# Your objective
According to the article on Ebola and business interruption insurance, what is the highest limit offered by the Ebola shutdown policy from Brooklyn Underwriting and Lloyd's?

# Supplied text
++++++++++++++++++++

The Ebola virus was discovered in 1976 but the latest outbreak, first reported in March this year, is by far the most widespread.
More than 5000 people have so far died from the disease, and another 5000 have been treated for it. The West African nations of Liberia, Guinea and Sierra Leone are the worst hit, but deaths have also occurred in Nigeria, the US and Mali.
The United Nations has declared the epidemic an international public health emergency. Although a number of Australians returning from West Africa have been tested for the virus, it is believed to pose little threat to Australia at this stage.
However, with heavy media attention likely to prompt questions to brokers, it presents an opportunity to update clients on the risks posed by pandemics.
Human history is littered with pandemics. The Black Death in the mid-14th century killed as much as half of Europe’s population in just four years. More recently, the Spanish Flu killed up to 100 million between 1918 and 1920.
Pandemics are inevitable and given the globe’s increasing urbanisation and burgeoning use of air travel, many epidemiologists believe the population is particularly susceptible to a mass outbreak today.
In addition to creating huge healthcare costs, the damaging power of pandemics comes from their ability to cause disruption. The 2009 outbreak of severe acute respiratory syndrome, better known as SARS, infected less than 9000 people but was still estimated by the World Bank to cost the global economy $US54 billion, after spreading to 37 countries.
The most exposed industries are those requiring a significant amount of face-to-face interaction, such as travel companies, airlines, restaurants and hotels. Although most good corporate travel policies would offer protection to an Australian business’ employee who contracted Ebola while overseas, protecting business at home is another matter.
If a pandemic such as Ebola were to get a foothold in Australia, it could severely disrupt many businesses. However, LMI Group founder Professor Allan Manning says the vast majority of business interruption insurance policies that include cover for infectious disease contain an exclusion which excludes losses arising from a disease that is notifiable under the Quarantine Act 1908. This includes Ebola, SARS and bird flu.
“The issue is that a serious outbreak could affect the already weakened Australian economy to the point that the accumulated losses are so great that the insurance industry does not have the funds to cover such losses,” Manning says.
“While it is hoped that the outbreak will be contained and no interruption losses arise, it is likely that the topic will come up in conversation and brokers need to explain the situation to their clients.”
However, last month Brooklyn Underwriting announced it had teamed with Lloyd’s to provide local access to a world-first business interruption specifically for an Ebola-related shutdown. Offering limits of up to $5 million, the policy is aimed at places of public gatherings.

++++++++++++++++++++

# Provided material
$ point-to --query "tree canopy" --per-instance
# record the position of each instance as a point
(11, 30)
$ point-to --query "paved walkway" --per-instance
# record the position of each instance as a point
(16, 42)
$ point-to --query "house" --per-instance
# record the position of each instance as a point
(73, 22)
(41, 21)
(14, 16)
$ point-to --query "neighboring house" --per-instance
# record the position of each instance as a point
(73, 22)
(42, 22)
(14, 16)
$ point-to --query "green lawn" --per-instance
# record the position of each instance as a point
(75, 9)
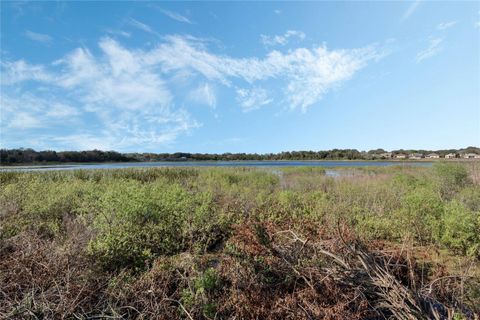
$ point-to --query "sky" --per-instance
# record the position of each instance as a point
(258, 77)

++++++++++++++++++++

# Answer for the task
Up to $5 million.